TASK DESCRIPTION.
Everything from the line containing "figure above? Mark it with a dot." through the last line of the data below should be given again exactly, both end lines included and nothing more.

DATA TO EXAMINE.
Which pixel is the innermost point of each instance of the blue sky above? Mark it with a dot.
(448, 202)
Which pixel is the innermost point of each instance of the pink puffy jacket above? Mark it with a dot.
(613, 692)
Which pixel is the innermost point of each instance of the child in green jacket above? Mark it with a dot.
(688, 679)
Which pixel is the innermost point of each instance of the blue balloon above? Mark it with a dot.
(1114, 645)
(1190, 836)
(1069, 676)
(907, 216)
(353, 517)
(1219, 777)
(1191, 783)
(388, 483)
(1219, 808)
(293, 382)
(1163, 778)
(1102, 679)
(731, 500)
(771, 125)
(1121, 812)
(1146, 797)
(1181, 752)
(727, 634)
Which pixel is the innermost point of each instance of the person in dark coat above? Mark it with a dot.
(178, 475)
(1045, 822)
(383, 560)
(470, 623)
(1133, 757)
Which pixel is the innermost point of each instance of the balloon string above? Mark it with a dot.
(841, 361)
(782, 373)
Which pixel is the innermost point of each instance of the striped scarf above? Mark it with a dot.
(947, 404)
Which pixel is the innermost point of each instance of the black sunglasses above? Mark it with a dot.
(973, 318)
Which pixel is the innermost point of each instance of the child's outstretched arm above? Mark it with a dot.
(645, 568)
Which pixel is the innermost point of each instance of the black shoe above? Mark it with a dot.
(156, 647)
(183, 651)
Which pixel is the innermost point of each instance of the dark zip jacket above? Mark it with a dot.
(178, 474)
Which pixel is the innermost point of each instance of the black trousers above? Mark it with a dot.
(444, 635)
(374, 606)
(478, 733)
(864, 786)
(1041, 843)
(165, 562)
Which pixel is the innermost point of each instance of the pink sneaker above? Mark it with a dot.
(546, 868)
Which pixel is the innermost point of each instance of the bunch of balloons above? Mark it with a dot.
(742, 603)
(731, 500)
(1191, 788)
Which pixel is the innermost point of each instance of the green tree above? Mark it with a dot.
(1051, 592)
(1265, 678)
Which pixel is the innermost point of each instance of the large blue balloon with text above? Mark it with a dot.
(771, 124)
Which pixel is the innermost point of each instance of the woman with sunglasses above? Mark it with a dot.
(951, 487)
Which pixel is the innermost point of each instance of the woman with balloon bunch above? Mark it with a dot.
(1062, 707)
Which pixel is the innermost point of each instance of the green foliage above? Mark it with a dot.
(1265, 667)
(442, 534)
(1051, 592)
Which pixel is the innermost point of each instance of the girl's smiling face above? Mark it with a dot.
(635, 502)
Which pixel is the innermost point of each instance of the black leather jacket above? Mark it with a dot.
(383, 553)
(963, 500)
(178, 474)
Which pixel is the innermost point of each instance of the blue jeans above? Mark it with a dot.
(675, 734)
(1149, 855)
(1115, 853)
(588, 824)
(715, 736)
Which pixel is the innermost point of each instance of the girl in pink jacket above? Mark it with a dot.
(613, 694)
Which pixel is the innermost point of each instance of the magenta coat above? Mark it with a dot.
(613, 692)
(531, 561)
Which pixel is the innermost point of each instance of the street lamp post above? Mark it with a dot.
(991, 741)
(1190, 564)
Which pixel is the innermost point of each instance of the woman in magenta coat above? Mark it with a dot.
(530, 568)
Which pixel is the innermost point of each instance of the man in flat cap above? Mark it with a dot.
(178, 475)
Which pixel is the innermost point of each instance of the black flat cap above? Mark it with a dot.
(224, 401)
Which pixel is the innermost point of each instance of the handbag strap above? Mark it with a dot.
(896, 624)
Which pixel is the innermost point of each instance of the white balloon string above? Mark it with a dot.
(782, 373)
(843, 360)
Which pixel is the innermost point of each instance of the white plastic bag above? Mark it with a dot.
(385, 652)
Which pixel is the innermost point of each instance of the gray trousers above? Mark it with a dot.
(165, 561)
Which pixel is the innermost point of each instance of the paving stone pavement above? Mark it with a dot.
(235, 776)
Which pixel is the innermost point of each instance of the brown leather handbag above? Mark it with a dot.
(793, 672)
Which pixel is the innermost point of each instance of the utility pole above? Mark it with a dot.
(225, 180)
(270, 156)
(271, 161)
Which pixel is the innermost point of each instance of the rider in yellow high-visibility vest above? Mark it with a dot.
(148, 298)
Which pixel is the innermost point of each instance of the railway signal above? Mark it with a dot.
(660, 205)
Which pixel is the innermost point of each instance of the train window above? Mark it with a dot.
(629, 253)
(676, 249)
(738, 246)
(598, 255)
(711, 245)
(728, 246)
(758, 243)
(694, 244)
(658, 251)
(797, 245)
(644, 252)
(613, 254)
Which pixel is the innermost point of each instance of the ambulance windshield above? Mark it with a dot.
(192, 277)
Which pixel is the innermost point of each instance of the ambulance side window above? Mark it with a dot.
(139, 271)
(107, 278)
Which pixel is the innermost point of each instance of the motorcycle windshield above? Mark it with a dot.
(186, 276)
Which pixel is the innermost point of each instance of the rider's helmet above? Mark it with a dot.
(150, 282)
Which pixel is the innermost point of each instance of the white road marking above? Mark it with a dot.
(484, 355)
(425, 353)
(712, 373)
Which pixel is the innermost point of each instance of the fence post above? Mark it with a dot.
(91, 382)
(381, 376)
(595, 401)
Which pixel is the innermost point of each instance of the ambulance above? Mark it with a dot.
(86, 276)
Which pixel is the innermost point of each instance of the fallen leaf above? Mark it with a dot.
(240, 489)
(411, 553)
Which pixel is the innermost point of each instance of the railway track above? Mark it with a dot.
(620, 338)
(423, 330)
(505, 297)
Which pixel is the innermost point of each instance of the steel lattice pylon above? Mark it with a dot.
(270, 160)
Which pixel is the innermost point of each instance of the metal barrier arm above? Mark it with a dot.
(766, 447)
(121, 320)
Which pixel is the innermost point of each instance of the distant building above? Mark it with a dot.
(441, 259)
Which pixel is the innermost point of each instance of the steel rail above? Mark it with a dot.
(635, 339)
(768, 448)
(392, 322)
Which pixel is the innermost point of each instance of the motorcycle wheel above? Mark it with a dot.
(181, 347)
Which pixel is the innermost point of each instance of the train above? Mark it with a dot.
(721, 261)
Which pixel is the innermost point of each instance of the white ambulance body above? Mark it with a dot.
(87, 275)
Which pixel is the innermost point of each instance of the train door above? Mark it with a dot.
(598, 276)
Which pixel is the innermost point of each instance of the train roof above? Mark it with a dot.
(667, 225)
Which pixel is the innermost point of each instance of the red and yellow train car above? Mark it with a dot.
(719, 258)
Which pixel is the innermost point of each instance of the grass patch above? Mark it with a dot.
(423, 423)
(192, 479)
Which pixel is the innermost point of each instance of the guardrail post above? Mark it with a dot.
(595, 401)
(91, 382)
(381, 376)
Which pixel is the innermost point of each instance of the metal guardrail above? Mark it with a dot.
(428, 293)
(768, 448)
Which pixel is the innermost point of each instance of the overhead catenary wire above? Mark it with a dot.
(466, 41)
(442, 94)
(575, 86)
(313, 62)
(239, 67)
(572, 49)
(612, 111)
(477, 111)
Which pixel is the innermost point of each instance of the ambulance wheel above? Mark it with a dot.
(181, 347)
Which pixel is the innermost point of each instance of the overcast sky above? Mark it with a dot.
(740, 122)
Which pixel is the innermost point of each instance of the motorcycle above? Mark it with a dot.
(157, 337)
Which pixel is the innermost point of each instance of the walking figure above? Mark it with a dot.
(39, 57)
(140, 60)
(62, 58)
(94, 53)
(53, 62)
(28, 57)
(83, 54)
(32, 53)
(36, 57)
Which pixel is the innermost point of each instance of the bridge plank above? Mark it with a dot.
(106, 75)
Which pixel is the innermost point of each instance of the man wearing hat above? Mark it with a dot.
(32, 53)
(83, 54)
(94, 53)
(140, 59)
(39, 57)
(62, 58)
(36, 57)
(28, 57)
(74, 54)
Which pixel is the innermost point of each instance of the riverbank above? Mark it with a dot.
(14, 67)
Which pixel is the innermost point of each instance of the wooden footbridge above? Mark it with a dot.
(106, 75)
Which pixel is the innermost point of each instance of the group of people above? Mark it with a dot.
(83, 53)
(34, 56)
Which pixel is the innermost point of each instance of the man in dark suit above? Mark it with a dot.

RESPONSE FOR THIS EXERCISE.
Which pixel is the innermost point of each instance of the walking figure above? Mark it with a dot.
(39, 57)
(140, 60)
(62, 58)
(94, 53)
(53, 62)
(28, 57)
(83, 54)
(32, 53)
(36, 57)
Which pixel is the innermost point of each instance of the bridge plank above? Mark it with a dot.
(106, 75)
Which pixel is the innermost point of each instance of the man wearing hat above? Mark it with a dot.
(32, 53)
(83, 54)
(94, 53)
(140, 59)
(39, 57)
(62, 58)
(36, 57)
(28, 57)
(74, 54)
Which pixel is the innermost point of each instance of the riverbank above? Mark it with a dot.
(14, 67)
Which pixel is the innermost point of each instance of the wooden footbridge above? Mark it with a dot.
(106, 75)
Which pixel is the innermost point of each instance of the group of people above? Mark it with a dot.
(83, 53)
(34, 56)
Which pixel is the innermost point of each instance of the man in dark suit above? Mark it with a dot.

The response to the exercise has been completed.